Read the data and repeat all of it exactly.
(begin)
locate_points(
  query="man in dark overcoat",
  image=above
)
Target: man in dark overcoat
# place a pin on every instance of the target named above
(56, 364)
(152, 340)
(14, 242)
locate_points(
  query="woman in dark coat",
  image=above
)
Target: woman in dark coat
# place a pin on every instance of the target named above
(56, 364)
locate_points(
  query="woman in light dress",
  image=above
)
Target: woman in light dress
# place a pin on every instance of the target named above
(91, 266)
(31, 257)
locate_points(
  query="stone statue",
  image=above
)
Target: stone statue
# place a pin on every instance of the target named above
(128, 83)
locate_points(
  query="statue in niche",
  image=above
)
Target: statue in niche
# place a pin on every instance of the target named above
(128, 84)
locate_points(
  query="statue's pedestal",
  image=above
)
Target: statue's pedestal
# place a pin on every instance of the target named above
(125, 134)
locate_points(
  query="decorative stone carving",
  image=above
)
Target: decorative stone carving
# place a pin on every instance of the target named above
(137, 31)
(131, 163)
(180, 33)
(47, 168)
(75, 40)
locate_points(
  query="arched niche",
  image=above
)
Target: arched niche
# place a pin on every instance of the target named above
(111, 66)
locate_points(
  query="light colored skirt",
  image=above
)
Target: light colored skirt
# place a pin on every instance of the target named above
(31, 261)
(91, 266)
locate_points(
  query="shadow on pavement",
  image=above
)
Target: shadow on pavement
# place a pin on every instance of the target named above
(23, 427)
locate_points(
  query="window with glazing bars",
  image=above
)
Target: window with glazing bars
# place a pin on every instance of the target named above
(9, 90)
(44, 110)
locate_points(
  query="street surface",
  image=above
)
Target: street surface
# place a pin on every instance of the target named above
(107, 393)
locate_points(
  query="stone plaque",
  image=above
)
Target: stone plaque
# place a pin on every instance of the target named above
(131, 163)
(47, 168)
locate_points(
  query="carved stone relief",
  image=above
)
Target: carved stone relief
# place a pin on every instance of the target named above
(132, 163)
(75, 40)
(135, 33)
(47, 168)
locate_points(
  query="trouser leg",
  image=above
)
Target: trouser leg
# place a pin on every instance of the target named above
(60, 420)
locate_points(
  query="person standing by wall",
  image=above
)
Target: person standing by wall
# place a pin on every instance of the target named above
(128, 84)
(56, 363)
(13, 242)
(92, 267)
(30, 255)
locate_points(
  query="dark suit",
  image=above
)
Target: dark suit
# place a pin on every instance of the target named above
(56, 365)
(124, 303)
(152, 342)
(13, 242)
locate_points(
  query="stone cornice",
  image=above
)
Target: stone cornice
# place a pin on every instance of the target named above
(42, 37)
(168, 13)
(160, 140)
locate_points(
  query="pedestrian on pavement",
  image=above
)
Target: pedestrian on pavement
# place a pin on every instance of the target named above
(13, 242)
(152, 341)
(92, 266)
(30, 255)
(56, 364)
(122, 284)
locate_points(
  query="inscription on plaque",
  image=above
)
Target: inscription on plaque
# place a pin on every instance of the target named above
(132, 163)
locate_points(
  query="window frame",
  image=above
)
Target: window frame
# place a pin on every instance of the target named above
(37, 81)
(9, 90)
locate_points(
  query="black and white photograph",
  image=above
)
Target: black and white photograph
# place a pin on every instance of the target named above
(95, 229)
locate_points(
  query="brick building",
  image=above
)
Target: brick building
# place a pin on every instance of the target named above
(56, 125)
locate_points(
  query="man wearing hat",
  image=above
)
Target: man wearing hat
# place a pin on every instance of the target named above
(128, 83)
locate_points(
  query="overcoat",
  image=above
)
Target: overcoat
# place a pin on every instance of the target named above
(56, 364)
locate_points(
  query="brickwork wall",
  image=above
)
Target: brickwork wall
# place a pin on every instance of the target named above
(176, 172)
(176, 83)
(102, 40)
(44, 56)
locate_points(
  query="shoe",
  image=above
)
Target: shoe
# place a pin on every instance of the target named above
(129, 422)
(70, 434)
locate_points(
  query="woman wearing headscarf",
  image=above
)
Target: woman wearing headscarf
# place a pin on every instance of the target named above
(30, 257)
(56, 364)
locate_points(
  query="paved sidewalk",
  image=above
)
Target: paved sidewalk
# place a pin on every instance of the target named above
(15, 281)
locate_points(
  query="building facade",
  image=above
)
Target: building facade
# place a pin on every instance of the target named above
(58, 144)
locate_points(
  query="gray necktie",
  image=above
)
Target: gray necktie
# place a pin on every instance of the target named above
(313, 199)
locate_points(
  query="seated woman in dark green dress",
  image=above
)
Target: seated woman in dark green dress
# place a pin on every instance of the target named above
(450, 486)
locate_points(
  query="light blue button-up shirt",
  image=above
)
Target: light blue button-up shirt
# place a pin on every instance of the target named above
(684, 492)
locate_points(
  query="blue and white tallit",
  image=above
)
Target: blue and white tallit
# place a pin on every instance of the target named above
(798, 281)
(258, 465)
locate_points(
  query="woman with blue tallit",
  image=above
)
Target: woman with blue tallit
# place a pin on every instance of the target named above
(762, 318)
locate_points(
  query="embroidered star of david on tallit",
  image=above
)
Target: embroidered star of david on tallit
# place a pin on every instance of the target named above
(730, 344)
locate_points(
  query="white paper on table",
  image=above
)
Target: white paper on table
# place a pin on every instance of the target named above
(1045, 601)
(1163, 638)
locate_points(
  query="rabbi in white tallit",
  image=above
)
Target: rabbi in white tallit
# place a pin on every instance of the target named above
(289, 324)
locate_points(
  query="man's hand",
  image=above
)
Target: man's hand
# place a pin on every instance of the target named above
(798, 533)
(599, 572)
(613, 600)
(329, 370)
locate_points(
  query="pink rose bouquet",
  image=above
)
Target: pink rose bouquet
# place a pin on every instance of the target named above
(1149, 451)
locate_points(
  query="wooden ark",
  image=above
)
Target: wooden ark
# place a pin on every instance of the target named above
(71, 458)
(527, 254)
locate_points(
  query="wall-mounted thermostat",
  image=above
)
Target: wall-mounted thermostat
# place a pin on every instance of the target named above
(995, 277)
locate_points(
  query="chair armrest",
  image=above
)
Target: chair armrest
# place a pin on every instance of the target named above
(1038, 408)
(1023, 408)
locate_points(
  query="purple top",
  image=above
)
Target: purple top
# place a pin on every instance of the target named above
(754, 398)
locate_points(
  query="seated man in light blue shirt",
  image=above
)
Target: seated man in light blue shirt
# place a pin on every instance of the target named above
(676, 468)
(end)
— SOLUTION FOR THIS TASK —
locate_points(
  query="man in dark overcoat",
  image=above
)
Target: man in dark overcoat
# place a pin on every instance of the target named above
(56, 364)
(152, 340)
(14, 242)
locate_points(
  query="woman in dark coat",
  image=above
)
Target: woman in dark coat
# place a pin on every instance of the target named above
(56, 364)
locate_points(
  query="woman in light dress",
  image=above
)
Target: woman in light dress
# place a pin on every instance of the target named above
(91, 266)
(31, 257)
locate_points(
  query="stone statue",
  image=above
)
Target: stone statue
# place a pin on every instance of the target named above
(128, 83)
locate_points(
  query="statue in niche",
  image=above
)
Target: statue in niche
# place a pin on every instance of the target named above
(128, 84)
locate_points(
  query="statue's pedestal",
  image=above
)
Target: statue's pedestal
# place a pin on every instance of the target named above
(125, 134)
locate_points(
  query="decorative stone carving",
  image=above
)
Target: decorative stone carving
# place a pin on every instance of the target named above
(137, 31)
(131, 163)
(180, 33)
(47, 168)
(75, 40)
locate_points(
  query="arched niche",
  image=above
)
Target: arched niche
# place a pin on every instance of the target named above
(111, 66)
locate_points(
  query="light colored skirt",
  image=above
)
Target: light colored skirt
# place a pin on every instance of the target named above
(31, 261)
(91, 266)
locate_points(
  query="shadow on pavement",
  image=above
)
Target: shadow on pavement
# place a pin on every instance of the target named above
(23, 427)
locate_points(
  query="window with glazing bars",
  image=above
)
Target: window with glazing bars
# place a pin on every instance of the target named above
(9, 90)
(44, 110)
locate_points(
  query="street surface",
  image=above
)
Target: street surface
# place a pin on every instance of the target named above
(107, 393)
locate_points(
  query="stone plaque",
  image=above
)
Target: stone plaque
# place a pin on every instance of the target named above
(131, 163)
(47, 168)
locate_points(
  query="carved stone relief",
  image=above
)
Target: carved stone relief
# place a pin on every instance of the target named above
(132, 163)
(75, 40)
(135, 33)
(47, 168)
locate_points(
  query="trouser leg",
  image=above
)
Target: trouser leg
# place a pin on every instance of the target named above
(60, 420)
locate_points(
  query="person standing by wall",
  image=above
)
Target: person standing by wall
# place a pin on every instance of the target named above
(128, 84)
(56, 363)
(13, 242)
(92, 267)
(30, 255)
locate_points(
  query="dark suit",
  image=above
)
Target: dark suit
# place a pin on every instance of the target named above
(56, 365)
(124, 303)
(152, 342)
(13, 242)
locate_points(
  query="stone cornice",
  image=above
)
Target: stone cornice
# place a pin on every instance of the target named above
(42, 37)
(168, 13)
(160, 140)
locate_points(
  query="pedestrian on pavement",
  image=above
)
Target: pedestrian on pavement
# place a pin on every instance of the target named above
(13, 242)
(152, 341)
(92, 266)
(30, 255)
(56, 364)
(122, 284)
locate_points(
  query="inscription on plaque",
  image=above
)
Target: inscription on plaque
# place a pin on every instance of the target named above
(132, 163)
locate_points(
  query="window frame",
  image=above
)
Target: window frame
# place a pin on every instance of the target named above
(37, 81)
(9, 90)
locate_points(
  query="black and white photograph",
  image=above
)
Target: black and white photograph
# place a pin on every instance of the target named above
(95, 229)
locate_points(
  query="brick building",
  image=above
)
Target: brick building
# place a pin on every instance of the target named above
(56, 125)
locate_points(
  query="man wearing hat",
  image=above
)
Target: man wearing hat
# place a pin on every instance of the target named above
(128, 83)
locate_points(
  query="overcoat",
  image=above
)
Target: overcoat
# place a pin on every instance of the target named above
(56, 364)
locate_points(
  query="brickwork wall",
  image=above
)
Target: brickwork wall
# place a pin on every instance of the target named above
(176, 172)
(176, 83)
(102, 40)
(44, 56)
locate_points(
  query="shoe",
  image=above
)
Target: shoe
# place a pin on every instance of the target named above
(129, 422)
(70, 434)
locate_points(
  query="woman wearing headscarf",
  image=above
)
Target: woman wearing headscarf
# place a pin on every instance of the target named above
(30, 257)
(56, 364)
locate_points(
  query="paved sidewalk",
  image=above
)
Target: paved sidewalk
# place a pin on every instance of the target named above
(15, 281)
locate_points(
  query="building facade",
  image=above
)
Target: building facade
# place a pin on every instance of the target named above
(58, 144)
locate_points(
  query="gray necktie",
  image=above
)
Target: gray necktie
# place a pin on every instance of the target named above
(313, 199)
locate_points(
  query="seated woman in dark green dress",
  image=above
)
Target: seated woman in dark green dress
# place a pin on every instance of the target named above
(450, 486)
locate_points(
  query="light blue button-up shirt",
  image=above
)
Target: light blue button-up shirt
# place a pin on every instance of the target named above
(684, 492)
locate_points(
  query="blue and white tallit",
  image=above
)
Target: blue and white tallit
# place a pin on every instance of the target named above
(798, 281)
(258, 465)
locate_points(
  query="woman with blue tallit",
  image=above
)
Target: woman with blue tallit
# place a pin on every instance of the target named above
(762, 318)
locate_points(
  query="embroidered star of david on tallit",
  image=above
)
Target: embroidered star of david on tallit
# place a pin on every instance of the target named above
(730, 344)
locate_points(
  query="white paper on table",
  image=above
)
Target: white paper on table
# place a pin on every instance of the target named above
(1045, 601)
(1163, 638)
locate_points(
  query="rabbi in white tallit",
  image=above
)
Target: rabbi in white tallit
# place a pin on every instance of the target named above
(289, 324)
locate_points(
  query="man's hand",
  image=above
)
Target: man's hand
# place a pin on every instance of the target named above
(798, 533)
(599, 572)
(613, 600)
(329, 370)
locate_points(
  query="pink rose bouquet",
  image=above
)
Target: pink rose bouquet
# place a pin on every instance of the target named above
(1149, 451)
locate_points(
  query="wooden ark",
  image=above
)
Target: wooden ark
# place a pin on every instance of the target named above
(71, 458)
(527, 254)
locate_points(
  query="wall-mounted thermostat",
  image=above
)
Target: wall-mounted thermostat
# place a pin on every instance of the target named above
(995, 277)
locate_points(
  query="chair armrest",
  image=above
)
Target: chair armrest
# place a pin on every instance of the target named above
(1038, 408)
(1023, 408)
locate_points(
  query="purple top",
  image=above
)
Target: purple top
# place a pin on every instance of the target named above
(754, 398)
locate_points(
  query="seated man in light blue shirt",
  image=above
)
Target: seated man in light blue shirt
# place a pin on every instance of the target named above
(676, 468)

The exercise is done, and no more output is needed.